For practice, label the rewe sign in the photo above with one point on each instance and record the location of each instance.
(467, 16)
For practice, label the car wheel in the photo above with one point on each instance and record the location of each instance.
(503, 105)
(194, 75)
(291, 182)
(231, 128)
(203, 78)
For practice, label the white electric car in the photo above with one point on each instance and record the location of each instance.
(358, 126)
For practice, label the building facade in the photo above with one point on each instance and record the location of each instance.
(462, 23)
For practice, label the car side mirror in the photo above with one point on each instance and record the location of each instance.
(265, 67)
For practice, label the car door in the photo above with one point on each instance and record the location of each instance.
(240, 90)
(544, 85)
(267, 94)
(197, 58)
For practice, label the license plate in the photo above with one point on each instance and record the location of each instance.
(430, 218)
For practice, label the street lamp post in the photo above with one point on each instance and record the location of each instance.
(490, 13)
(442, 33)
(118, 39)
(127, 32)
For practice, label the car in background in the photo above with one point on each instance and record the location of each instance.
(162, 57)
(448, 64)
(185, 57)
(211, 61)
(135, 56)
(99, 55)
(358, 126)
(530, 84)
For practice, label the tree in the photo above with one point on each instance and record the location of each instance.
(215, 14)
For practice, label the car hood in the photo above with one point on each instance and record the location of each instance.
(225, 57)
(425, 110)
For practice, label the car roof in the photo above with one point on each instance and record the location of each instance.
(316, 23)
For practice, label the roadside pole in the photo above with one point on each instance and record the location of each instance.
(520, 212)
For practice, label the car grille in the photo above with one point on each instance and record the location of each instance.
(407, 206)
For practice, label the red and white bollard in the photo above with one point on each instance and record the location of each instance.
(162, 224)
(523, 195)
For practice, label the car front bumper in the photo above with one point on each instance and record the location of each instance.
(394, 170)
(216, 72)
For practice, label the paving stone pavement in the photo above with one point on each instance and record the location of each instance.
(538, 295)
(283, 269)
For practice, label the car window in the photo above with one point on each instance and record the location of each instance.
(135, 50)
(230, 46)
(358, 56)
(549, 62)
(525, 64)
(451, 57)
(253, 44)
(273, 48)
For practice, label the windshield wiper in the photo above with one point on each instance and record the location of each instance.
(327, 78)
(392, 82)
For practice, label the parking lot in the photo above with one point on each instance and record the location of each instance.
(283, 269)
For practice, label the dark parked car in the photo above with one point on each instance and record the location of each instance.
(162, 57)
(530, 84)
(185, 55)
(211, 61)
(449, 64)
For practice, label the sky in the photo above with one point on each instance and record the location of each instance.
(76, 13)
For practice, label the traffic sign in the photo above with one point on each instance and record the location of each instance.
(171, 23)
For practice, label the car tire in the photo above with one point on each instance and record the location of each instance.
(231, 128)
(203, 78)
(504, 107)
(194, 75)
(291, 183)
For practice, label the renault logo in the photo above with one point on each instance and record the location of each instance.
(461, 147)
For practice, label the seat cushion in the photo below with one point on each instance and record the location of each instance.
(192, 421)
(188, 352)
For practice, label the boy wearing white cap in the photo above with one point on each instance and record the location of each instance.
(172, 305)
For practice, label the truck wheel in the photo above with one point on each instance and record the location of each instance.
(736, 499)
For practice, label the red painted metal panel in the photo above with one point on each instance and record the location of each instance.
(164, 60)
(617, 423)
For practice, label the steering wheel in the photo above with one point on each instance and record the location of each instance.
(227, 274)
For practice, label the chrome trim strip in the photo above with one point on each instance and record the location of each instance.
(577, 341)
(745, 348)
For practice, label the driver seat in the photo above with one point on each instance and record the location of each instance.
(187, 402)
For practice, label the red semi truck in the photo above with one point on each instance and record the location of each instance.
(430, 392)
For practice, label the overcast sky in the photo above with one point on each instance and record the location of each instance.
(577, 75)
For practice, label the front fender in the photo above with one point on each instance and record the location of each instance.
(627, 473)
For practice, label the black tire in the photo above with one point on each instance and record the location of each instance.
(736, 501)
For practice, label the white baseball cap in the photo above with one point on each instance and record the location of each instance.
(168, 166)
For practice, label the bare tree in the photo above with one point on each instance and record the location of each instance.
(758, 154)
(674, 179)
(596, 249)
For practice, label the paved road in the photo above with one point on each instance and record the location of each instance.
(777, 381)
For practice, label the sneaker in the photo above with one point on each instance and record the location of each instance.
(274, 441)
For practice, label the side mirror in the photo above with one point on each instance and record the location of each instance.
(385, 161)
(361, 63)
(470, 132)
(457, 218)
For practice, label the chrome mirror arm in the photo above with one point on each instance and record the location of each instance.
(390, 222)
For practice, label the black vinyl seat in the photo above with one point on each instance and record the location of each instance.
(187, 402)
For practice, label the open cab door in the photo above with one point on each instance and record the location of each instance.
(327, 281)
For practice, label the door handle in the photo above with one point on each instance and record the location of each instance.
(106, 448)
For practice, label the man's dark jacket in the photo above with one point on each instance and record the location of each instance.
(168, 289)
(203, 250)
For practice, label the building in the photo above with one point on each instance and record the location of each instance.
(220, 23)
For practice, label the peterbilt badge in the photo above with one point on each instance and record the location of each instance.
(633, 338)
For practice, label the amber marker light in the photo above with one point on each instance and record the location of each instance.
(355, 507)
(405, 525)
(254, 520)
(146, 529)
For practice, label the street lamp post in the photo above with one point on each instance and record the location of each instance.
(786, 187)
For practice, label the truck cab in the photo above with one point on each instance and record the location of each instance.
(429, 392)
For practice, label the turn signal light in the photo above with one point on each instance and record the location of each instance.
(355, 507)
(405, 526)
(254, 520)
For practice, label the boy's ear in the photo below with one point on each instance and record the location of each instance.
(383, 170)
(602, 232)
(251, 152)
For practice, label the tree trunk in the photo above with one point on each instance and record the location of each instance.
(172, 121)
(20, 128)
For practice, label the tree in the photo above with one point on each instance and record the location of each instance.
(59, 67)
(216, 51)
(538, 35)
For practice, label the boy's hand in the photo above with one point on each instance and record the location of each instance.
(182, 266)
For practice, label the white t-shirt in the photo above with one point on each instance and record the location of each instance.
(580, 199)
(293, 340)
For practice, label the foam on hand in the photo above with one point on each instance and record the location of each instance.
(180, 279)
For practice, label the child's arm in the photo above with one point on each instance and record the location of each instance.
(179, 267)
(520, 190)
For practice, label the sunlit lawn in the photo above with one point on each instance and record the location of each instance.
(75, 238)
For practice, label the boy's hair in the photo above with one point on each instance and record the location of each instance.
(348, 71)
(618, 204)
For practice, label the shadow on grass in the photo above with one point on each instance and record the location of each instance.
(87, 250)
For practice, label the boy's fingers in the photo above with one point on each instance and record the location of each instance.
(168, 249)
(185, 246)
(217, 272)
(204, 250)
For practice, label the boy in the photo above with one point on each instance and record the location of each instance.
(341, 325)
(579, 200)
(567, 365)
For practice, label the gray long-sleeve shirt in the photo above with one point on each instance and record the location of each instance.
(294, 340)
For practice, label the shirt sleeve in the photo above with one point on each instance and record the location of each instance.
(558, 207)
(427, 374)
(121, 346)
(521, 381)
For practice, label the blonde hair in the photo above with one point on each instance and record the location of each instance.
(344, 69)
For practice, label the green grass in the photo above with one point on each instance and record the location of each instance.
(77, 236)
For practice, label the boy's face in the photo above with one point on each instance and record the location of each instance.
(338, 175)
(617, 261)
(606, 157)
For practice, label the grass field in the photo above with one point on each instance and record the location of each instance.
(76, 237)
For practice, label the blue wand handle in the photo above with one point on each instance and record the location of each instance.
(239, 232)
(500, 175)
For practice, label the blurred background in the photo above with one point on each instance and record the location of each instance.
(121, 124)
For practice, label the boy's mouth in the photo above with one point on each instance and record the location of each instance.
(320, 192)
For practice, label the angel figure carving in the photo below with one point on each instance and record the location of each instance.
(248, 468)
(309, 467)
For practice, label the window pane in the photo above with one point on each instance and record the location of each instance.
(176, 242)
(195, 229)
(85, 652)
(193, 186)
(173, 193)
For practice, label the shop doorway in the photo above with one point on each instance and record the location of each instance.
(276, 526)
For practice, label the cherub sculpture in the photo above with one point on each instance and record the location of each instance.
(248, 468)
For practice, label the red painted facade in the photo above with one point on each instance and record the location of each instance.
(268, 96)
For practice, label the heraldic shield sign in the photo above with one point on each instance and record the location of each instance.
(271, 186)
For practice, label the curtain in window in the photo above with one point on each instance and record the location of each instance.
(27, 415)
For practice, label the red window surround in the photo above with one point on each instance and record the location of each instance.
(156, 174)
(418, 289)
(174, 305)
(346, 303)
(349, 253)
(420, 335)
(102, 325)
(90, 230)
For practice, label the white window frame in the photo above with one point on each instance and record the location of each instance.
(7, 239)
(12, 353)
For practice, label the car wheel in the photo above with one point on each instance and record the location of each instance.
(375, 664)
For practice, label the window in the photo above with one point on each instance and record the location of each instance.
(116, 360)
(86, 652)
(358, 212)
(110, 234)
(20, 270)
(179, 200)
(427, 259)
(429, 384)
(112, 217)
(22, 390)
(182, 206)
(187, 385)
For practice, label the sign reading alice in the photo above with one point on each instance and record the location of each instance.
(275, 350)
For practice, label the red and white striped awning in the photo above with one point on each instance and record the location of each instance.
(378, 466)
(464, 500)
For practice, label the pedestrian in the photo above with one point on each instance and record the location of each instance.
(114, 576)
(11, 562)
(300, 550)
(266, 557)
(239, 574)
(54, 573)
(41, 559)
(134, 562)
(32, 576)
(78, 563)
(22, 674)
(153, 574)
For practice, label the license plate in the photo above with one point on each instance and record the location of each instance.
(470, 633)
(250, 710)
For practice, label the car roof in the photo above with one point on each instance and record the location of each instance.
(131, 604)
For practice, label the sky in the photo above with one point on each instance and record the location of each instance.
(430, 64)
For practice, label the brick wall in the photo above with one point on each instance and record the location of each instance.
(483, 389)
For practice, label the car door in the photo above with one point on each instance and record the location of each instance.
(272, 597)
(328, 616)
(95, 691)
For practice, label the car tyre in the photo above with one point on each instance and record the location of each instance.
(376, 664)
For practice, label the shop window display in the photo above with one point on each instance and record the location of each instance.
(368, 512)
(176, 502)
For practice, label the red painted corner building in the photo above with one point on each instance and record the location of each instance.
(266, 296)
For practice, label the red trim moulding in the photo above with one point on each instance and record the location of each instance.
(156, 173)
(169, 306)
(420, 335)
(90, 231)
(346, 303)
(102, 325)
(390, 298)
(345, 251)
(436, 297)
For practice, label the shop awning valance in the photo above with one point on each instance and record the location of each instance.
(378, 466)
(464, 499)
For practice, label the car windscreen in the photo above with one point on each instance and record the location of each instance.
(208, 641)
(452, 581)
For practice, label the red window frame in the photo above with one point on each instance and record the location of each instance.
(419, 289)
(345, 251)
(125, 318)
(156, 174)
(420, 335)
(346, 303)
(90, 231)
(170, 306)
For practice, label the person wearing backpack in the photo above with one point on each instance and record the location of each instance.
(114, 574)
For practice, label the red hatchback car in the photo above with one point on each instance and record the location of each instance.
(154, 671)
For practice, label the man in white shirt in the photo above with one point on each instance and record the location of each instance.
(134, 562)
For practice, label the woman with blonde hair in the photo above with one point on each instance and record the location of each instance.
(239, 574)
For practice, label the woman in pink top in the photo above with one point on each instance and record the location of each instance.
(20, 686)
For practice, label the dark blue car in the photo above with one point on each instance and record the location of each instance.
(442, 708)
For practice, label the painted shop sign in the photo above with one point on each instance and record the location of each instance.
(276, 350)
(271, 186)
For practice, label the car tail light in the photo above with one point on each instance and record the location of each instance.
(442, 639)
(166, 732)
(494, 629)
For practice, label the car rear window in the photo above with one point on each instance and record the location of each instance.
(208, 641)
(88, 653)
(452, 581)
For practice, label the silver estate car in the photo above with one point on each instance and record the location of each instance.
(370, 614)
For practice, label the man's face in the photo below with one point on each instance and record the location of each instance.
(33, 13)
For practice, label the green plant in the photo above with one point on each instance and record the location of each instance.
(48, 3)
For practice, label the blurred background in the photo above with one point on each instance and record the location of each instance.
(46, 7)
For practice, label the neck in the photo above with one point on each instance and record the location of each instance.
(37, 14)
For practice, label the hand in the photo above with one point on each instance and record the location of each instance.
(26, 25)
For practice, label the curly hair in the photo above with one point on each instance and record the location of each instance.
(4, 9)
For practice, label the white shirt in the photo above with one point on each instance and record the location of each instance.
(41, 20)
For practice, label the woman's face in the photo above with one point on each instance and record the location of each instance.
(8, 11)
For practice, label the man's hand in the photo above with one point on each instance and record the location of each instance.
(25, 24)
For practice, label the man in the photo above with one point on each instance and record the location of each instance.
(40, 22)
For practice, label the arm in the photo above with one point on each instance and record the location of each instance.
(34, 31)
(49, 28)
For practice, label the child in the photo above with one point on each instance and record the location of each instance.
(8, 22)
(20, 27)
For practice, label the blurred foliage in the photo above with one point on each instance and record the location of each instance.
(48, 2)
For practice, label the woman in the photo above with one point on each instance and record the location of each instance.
-----
• **DIRECTIONS**: Repeat word for word each line from the one with "For practice, label the hand" to the end of the records above, inclusive.

• **ANSWER IN FULL**:
For practice, label the hand in the photo above with one point on each instance and record the location of each instance.
(26, 25)
For practice, label the curly hair in the photo above with one point on each instance and record the location of each instance.
(4, 9)
For practice, label the white shirt in the photo above with one point on each instance and record the location of each instance.
(41, 20)
For practice, label the woman's face in the photo above with one point on each instance and record the location of each instance.
(8, 11)
For practice, label the man's hand in the photo above with one point on each instance and record the location of each instance.
(25, 24)
For practice, label the man in the photo above with one point on each instance and record the location of each instance.
(40, 22)
For practice, label the arm in the photo above with one point on each instance and record the location of each instance.
(34, 31)
(49, 28)
For practice, label the child in the photo above with one point on each instance and record the location of each instance.
(8, 22)
(20, 27)
For practice, label the blurred foliage in the photo above with one point on each instance and record the location of each instance.
(48, 2)
For practice, label the woman in the photo above with one point on each instance and record the location of each instance.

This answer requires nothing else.